*Excerpted passage*:
________
In this chapter, you'll learn:
- What ROS 2 is and how it differs from ROS 1
- The core components: Nodes, topics, services, and actions
- The DDS middleware layer: Why Data Distribution Service, quality of service, discovery
- Message types: How data is structured and validated
- The node graph: How components connect and communicate
- Real-world robotics patterns: When to use topics, services, and actions
By the end of this chapter, you'll understand the architecture deeply enough to design robust robot systems and debug distributed communication problems.
Learning Outcomes
By the end of this chapter, you will be able to:
-
Understand the ROS 2 architecture and its components
- Explain the relationship between nodes, topics, services, and actions
- Describe the layered architecture (application, ROS 2 client library, DDS, network)
- Identify which communication pattern solves which robotics problem
- Understand node lifecycles and initialization
-
Grasp DDS middleware concepts (publish/subscribe, QoS)
________
*Provided data*:
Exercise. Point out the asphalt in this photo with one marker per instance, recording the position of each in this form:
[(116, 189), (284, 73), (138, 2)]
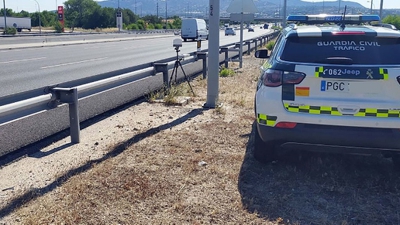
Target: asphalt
[(86, 40)]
________
*Written tasks*:
1. Name every layer of the layered architecture listed in the ROS 2 chapter overview.
2. According to the ROS 2 chapter overview, what does DDS stand for?
3. Reproduce the ROS 2 chapter overview, starting with "Learning Outcomes" and going on through "concepts (publish/subscribe, QoS)", substituting "startup" for "initialization".
The data that comes after the ROS 2 chapter overview is separate material.

*Solution list*:
1. Application, ROS 2 client library, DDS, network

2. Data Distribution Service

3.
Learning Outcomes
By the end of this chapter, you will be able to:
-
Understand the ROS 2 architecture and its components
- Explain the relationship between nodes, topics, services, and actions
- Describe the layered architecture (application, ROS 2 client library, DDS, network)
- Identify which communication pattern solves which robotics problem
- Understand node lifecycles and startup
-
Grasp DDS middleware concepts (publish/subscribe, QoS)